== YOUR ASSIGNMENT ==
All the data beneath this line is to be reproduced exactly.

Stored data entries
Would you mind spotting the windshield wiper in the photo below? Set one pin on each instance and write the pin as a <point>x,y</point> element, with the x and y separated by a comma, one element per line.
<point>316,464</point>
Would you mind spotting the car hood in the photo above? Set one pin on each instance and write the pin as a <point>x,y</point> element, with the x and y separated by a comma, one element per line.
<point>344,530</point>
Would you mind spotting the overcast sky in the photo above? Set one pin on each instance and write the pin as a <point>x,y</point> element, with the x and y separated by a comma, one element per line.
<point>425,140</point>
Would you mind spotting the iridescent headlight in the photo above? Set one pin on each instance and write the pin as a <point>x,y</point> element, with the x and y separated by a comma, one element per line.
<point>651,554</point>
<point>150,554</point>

== WRITTEN SOLUTION ==
Would you mind spotting the windshield wiper in the photo below? Set one pin on each instance and write the pin as a <point>x,y</point> element, with the x and y separated by a comma, one element per line.
<point>316,464</point>
Would you mind spotting the car hood in the photo above? Set one pin on each instance and write the pin as a <point>x,y</point> element, with the x and y separated by a comma, one element per line.
<point>344,530</point>
Would you mind spotting the overcast sky in the photo above? Set one pin on each instance and write the pin as a <point>x,y</point> element, with the x and y separated by a comma, one element per line.
<point>425,140</point>
Would you mind spotting the iridescent headlight in the photo above? Set one pin on each instance and write the pin as a <point>x,y</point> element, with the x and y separated by a comma, one element per line.
<point>651,554</point>
<point>150,554</point>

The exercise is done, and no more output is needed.